● QUOTED PASSAGE
----

SaaS

How to Keep Subscription Customers for a Decade and Compound Recurring Revenue

Erica Cosentino

The subscription business model means predictable cash flow on a monthly basis. So the more customers your subscription-based business can sign, the more new monthly recurring revenue (MRR) it can add to its bottom line. And as that new MRR rolls in, it can be easy to develop tunnel vision and pour all your efforts into customer acquisition.

There’s certainly more adrenaline that comes from signing a new logo than from renewing a customer that’s been with you for years. But the way to truly maximize the future revenue coming from these new subscription customers is to keep them on board for the long term so they can grow with your business.

If the goal of the recurring revenue model is to pull in predictable revenue, what’s the point in spending the resources to nurture and sign a lead only to have them churn out after a year or less?

There’s that well-known stat about how acquiring a new customer could be up to 5X more expensive than retaining a current one.

After a decade in business at Stax Bill, we’re proud to have retained a sizeable list of longstanding customers. And through that, we’ve learned customer retention is about so much more than offering friendly, responsive service—though that’s certainly non-negotiable.

To keep your subscription customers onboard to generate recurring revenue for a decade or more, you need to grow your relationships with them proactively and even be prepared to evolve your solutions around their needs when it makes sense. And sometimes, customers in one industry may have a niche feature requirement that customers in other industries may never use.

So it becomes a balancing act—how do you choose which requests to act on and when?

Learn how to prioritize the needs of your customers

Every customer has a custom feature or functionality enhancement they want to see in your product. Realistically, you just can’t implement them all—nor would it even make sense to try.

Often, you may actually find something a customer is asking for is already doable within your software, just through a different process than they were expecting. In that scenario, it’s a matter of connecting with the customer to show them how to achieve their goal.

----

In the article on keeping subscription customers, how long has Stax Bill been in business?

● SUPPLIED MATERIAL
----

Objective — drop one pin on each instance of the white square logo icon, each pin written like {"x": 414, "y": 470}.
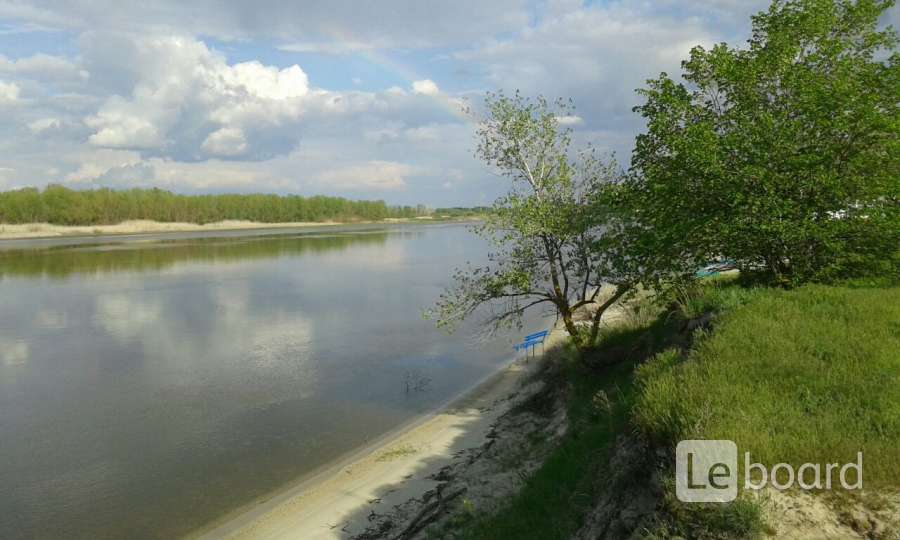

----

● ANSWER TO THIS EXERCISE
A decade.